American geography of opportunity reveals European origins

Our selection of European populations is guided by available cross-country data on income mobility. Corak (6) reports such estimates for 13 countries; 8 of these are European, and 7 have an ancestral population in the United States of at least 1 million. Ordered by decreasing size of the US population, these are: the United Kingdom, Germany, Italy, France, Norway, Sweden, and Denmark. Given the cultural overlap between the Scandinavian countries, we collapse them throughout much of our analysis. We use individual-level data on self-identified ancestry from the 1980 US Census to estimate the share of the population with these European origins for each of the 722 commuting zones (CZs), which are local labor markets that exhaust the contiguous United States (Materials and Methods).

We focus on three different CZ-level measures of income mobility (Materials and Methods). (i) The first is upward mobility—the expected income percentile rank in adulthood for a child born to parents in the bottom half of the distribution (4). We use separate estimates for blacks and non-Hispanic (non-Hisp.) whites and also examine a complementary measure: “rags-to-riches” mobility, which captures the probability that a child born in the bottom income quintile ends up in the top (4, 8). (ii) For comparability with cross-country data, we also examine the intergenerational rank correlation, which measures persistence throughout the distribution rather than mobility out of the bottom (4). (iii) We use estimates of the causal place effect of each CZ on upward mobility, addressing the objection that observed area differences in mobility may be driven by sorting (26).

Our first question is whether meaningful variation in equality and opportunity exists across areas populated by different ancestral groups. Fig. 1 A–E plots the distribution of ancestries across CZs. These maps reveal considerable clustering: Germans and Scandinavians are overrepresented in the Midwest, and Italian and French descendants in the Northeast, while those with British ancestry are scattered throughout the country. Present-day geographical clusters of European ancestral groups broadly reflect the historical patterns of European settlement during the Age of Mass Migration (SI Appendix, Fig. S2), which suggests a limited sorting over the 20th century.

Fig. 1 F–H displays measures of inequality and mobility (analogous maps for upward mobility among blacks and non-Hisp. whites, rags-to-riches mobility, as well as causal place effects, are displayed in SI Appendix, Fig. S3). Areas with a concentration of German and Scandinavian ancestry belong to the most upwardly mobile, while persistence is higher in areas with British ancestry. Moreover, CZs with higher rates of upward mobility, or lower rates of intergenerational persistence, tend to have a more equal distribution of incomes, in line with the GGC (4).

(Records from a point labeling set)
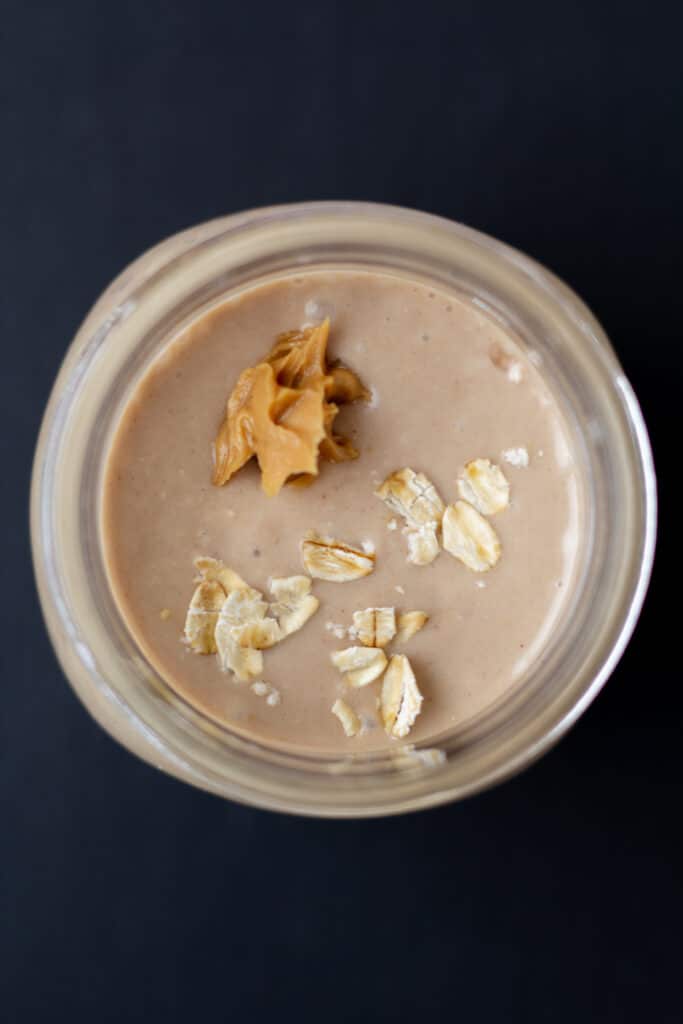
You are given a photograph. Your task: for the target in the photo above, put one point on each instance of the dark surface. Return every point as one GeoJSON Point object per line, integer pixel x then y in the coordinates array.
{"type": "Point", "coordinates": [127, 896]}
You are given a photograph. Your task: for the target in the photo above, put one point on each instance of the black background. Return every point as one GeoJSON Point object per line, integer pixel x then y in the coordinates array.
{"type": "Point", "coordinates": [127, 896]}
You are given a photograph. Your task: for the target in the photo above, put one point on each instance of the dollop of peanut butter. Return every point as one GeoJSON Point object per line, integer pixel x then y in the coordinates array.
{"type": "Point", "coordinates": [283, 411]}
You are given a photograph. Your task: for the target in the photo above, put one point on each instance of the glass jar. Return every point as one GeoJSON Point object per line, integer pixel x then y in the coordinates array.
{"type": "Point", "coordinates": [178, 281]}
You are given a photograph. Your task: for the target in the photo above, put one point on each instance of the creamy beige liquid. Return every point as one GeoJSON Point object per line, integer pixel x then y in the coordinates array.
{"type": "Point", "coordinates": [442, 395]}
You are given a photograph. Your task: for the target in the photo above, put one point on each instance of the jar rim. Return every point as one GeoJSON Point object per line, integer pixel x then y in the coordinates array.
{"type": "Point", "coordinates": [115, 306]}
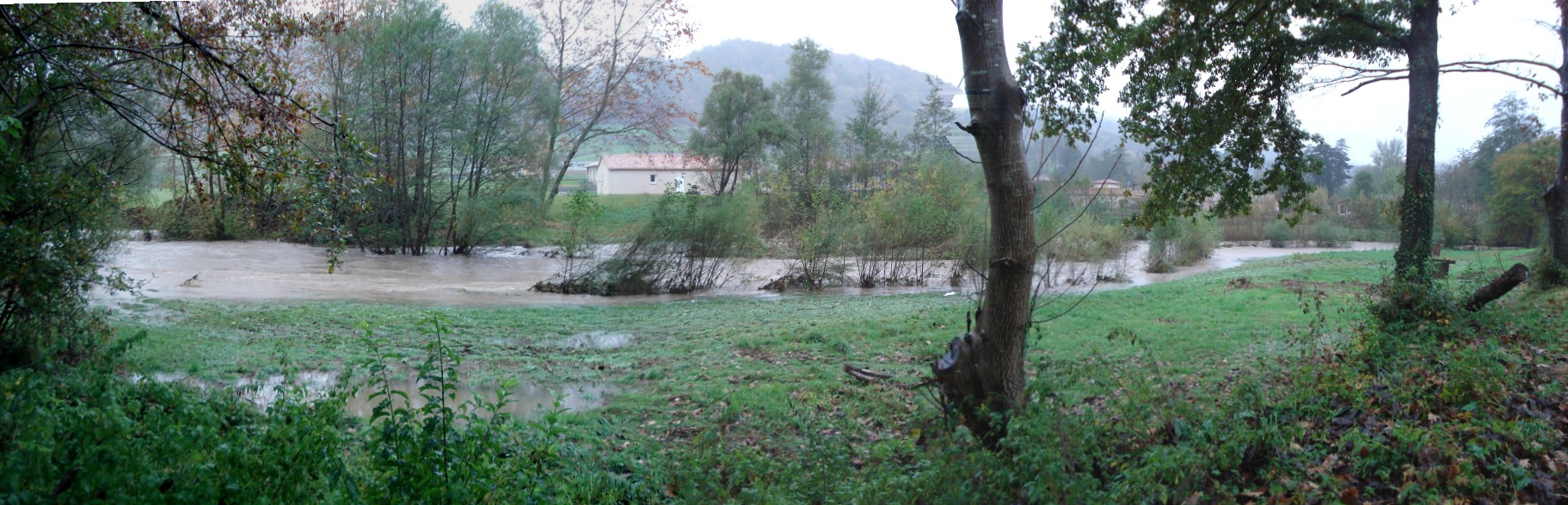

▶ _PARTS OF THE EXERCISE_
a - Could you print everything from "American geography of" down to "States (Materials and Methods)." in the passage on European origins and US mobility?
b - Can you give everything in the records from the line containing "the jar rim." down to the end of the records again, with "jar rim" replaced by "lid edge", all else unchanged and the pictures left out?

▶ _ANSWERS TO THE EXERCISE_
a -
American geography of opportunity reveals European origins

Our selection of European populations is guided by available cross-country data on income mobility. Corak (6) reports such estimates for 13 countries; 8 of these are European, and 7 have an ancestral population in the United States of at least 1 million. Ordered by decreasing size of the US population, these are: the United Kingdom, Germany, Italy, France, Norway, Sweden, and Denmark. Given the cultural overlap between the Scandinavian countries, we collapse them throughout much of our analysis. We use individual-level data on self-identified ancestry from the 1980 US Census to estimate the share of the population with these European origins for each of the 722 commuting zones (CZs), which are local labor markets that exhaust the contiguous United States (Materials and Methods).

b -
You are given a photograph. Your task: for the target in the photo above, put one point on each instance of the lid edge. Return every point as one GeoJSON Point object per line, integer pixel x then y in the coordinates array.
{"type": "Point", "coordinates": [115, 306]}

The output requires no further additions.